-- START RECORDS --

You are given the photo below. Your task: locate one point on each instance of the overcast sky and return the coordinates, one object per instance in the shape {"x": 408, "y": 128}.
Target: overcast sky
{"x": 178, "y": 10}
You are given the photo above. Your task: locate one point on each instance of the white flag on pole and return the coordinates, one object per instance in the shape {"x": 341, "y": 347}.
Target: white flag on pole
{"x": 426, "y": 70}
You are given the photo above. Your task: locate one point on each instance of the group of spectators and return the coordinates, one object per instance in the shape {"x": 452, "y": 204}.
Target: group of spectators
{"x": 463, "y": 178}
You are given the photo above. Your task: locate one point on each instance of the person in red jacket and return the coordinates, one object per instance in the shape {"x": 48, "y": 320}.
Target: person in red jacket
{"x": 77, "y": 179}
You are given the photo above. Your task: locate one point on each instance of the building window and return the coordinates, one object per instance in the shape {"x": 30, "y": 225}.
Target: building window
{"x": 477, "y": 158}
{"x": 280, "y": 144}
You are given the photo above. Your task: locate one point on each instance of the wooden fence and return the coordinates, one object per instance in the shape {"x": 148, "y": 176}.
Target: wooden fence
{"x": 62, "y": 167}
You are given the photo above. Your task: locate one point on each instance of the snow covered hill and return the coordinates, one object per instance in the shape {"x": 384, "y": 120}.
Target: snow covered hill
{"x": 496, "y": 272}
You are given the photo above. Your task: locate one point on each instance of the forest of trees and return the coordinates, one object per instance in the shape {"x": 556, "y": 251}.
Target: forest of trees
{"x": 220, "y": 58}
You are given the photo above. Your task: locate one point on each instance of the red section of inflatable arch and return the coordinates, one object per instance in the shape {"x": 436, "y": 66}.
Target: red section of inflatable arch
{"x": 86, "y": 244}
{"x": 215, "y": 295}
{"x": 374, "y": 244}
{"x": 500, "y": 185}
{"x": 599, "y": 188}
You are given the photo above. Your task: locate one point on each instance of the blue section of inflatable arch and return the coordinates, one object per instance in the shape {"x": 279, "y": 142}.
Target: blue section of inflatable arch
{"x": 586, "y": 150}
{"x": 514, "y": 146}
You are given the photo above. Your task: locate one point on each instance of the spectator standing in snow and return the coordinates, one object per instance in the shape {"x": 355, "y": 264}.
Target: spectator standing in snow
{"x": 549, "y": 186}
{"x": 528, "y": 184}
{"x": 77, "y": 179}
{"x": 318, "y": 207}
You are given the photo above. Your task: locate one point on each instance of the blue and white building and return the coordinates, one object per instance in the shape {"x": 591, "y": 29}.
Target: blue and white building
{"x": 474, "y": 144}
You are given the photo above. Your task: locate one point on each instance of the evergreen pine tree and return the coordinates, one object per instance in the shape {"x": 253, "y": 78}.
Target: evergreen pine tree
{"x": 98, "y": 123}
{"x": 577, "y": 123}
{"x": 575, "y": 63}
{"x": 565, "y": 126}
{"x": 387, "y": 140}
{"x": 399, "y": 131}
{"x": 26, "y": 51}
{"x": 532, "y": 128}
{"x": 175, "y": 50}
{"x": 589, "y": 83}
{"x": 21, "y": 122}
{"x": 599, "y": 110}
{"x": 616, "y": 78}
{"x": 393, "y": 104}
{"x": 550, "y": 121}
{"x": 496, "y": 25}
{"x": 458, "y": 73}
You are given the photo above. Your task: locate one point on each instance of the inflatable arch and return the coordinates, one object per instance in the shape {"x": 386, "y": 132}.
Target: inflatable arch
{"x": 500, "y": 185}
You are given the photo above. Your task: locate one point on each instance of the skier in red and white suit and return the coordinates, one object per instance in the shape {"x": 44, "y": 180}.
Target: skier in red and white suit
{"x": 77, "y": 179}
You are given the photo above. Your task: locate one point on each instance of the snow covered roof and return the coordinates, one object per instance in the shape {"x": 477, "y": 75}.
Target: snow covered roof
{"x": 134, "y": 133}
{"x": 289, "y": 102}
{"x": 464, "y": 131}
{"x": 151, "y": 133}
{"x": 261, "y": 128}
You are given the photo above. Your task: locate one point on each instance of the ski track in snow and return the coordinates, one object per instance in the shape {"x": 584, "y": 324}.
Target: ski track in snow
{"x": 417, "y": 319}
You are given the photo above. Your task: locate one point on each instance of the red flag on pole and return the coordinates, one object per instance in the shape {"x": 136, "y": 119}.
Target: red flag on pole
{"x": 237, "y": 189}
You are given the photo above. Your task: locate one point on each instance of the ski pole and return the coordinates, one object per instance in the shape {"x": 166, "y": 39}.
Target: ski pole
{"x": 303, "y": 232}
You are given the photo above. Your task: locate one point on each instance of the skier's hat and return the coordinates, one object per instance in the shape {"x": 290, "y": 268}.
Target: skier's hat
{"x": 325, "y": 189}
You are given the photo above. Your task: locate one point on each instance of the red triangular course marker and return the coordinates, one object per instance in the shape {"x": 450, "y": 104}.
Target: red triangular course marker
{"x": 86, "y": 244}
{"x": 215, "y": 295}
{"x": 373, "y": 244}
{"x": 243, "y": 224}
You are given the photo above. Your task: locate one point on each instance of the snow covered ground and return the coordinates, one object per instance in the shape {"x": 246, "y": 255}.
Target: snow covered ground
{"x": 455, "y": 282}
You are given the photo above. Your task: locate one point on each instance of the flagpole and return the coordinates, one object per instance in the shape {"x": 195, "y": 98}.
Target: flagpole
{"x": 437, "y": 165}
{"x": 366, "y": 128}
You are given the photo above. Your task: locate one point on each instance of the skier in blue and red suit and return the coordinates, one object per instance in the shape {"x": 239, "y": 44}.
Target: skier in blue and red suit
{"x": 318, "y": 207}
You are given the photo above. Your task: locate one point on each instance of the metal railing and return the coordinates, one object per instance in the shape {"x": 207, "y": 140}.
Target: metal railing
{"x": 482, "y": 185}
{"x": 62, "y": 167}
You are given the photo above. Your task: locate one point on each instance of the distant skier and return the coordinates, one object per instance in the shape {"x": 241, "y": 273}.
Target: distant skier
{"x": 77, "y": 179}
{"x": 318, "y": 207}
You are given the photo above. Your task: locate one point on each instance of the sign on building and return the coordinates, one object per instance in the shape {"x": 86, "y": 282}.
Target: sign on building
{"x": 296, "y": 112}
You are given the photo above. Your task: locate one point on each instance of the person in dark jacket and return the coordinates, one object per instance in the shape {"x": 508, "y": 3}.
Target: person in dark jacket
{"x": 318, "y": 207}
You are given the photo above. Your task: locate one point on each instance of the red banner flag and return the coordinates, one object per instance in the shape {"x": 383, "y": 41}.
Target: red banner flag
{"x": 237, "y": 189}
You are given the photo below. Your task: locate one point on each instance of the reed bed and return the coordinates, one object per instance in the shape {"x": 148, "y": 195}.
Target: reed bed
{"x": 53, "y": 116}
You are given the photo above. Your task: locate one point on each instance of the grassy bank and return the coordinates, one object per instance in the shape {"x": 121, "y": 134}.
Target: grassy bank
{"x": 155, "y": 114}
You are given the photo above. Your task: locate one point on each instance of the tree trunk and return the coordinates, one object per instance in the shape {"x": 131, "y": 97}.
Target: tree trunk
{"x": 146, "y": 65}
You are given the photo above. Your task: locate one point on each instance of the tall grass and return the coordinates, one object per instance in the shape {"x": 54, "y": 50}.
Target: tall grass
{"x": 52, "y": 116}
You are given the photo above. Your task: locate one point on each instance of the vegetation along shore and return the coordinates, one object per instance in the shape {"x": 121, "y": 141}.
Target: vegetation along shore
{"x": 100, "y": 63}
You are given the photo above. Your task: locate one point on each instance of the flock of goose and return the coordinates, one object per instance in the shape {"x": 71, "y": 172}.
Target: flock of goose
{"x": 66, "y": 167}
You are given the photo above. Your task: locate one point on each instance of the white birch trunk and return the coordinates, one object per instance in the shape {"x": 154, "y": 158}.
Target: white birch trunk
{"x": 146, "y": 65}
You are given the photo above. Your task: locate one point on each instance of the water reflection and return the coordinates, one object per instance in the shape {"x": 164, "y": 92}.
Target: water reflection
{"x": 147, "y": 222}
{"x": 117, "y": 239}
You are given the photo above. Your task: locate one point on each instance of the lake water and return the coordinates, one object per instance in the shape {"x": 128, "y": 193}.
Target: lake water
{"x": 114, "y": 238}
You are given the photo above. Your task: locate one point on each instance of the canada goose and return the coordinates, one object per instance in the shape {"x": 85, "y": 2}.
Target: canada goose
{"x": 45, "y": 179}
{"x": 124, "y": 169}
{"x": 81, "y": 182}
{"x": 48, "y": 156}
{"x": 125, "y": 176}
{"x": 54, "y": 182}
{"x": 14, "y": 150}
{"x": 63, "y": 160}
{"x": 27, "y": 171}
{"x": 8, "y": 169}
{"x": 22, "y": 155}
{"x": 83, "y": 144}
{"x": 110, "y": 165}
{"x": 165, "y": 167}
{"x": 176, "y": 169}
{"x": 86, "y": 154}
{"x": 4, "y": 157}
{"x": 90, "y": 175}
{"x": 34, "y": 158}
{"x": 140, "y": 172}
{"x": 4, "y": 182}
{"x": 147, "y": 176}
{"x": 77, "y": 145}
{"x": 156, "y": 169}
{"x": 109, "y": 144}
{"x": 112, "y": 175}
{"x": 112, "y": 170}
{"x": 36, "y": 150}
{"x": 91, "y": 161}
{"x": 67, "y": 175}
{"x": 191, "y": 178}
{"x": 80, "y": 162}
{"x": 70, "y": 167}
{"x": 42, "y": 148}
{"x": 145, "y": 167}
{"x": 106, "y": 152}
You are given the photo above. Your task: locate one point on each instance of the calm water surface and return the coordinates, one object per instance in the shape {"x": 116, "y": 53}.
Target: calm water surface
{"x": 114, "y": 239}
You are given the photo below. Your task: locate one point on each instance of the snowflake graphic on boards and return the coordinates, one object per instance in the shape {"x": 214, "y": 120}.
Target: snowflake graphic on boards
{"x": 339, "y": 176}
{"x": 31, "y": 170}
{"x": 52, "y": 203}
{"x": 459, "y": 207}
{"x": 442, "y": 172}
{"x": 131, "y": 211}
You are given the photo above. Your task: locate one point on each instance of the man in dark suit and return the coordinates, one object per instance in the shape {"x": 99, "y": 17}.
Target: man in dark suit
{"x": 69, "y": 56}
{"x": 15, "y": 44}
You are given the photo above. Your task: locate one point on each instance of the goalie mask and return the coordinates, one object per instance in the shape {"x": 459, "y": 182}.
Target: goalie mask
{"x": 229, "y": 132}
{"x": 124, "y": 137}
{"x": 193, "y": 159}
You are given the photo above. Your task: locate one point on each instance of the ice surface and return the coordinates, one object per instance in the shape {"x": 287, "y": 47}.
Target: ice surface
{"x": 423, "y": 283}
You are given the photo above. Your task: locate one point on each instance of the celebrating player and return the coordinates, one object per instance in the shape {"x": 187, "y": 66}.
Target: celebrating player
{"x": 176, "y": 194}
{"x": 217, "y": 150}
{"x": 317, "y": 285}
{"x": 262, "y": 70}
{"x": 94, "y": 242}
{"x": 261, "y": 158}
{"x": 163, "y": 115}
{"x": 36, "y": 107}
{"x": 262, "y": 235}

-- END RECORDS --

GIVEN INSTRUCTION>
Only the lines from the one that contains "of the calm" to the end of the data should be output, exactly as they appear.

COMPLETED EXERCISE>
You are given the photo above. Your task: locate one point on each instance of the calm water surface and return the coordinates, one object per instance in the shape {"x": 116, "y": 53}.
Target: calm water surface
{"x": 114, "y": 239}
You are given the photo below. Your task: locate one point on each instance of the snowflake graphic on boards and return the coordinates, one object per instance in the shape {"x": 214, "y": 120}.
Target: snowflake graphic on boards
{"x": 339, "y": 176}
{"x": 31, "y": 170}
{"x": 52, "y": 203}
{"x": 459, "y": 207}
{"x": 442, "y": 172}
{"x": 131, "y": 211}
You are given the photo above. Your task: locate one point on each instance of the man in dark suit and return the coordinates, one object per instance in the shape {"x": 99, "y": 17}.
Target: man in dark suit
{"x": 69, "y": 56}
{"x": 15, "y": 44}
You are given the photo above. Your task: locate one point on each instance of the goalie mask and return the coordinates, one object per instance in the shape {"x": 459, "y": 182}.
Target: goalie mask
{"x": 229, "y": 132}
{"x": 124, "y": 137}
{"x": 193, "y": 159}
You are given the photo above. Your task: locate one point on each instance of the ice surface and return the coordinates, one object per instance in the shape {"x": 287, "y": 47}.
Target: ice surface
{"x": 423, "y": 283}
You are given the photo above. Your task: locate one point on each instance of the celebrating player and return the coordinates, one object per instance in the shape {"x": 187, "y": 66}.
Target: celebrating player
{"x": 176, "y": 194}
{"x": 217, "y": 150}
{"x": 317, "y": 285}
{"x": 262, "y": 70}
{"x": 94, "y": 242}
{"x": 261, "y": 158}
{"x": 163, "y": 115}
{"x": 36, "y": 107}
{"x": 262, "y": 235}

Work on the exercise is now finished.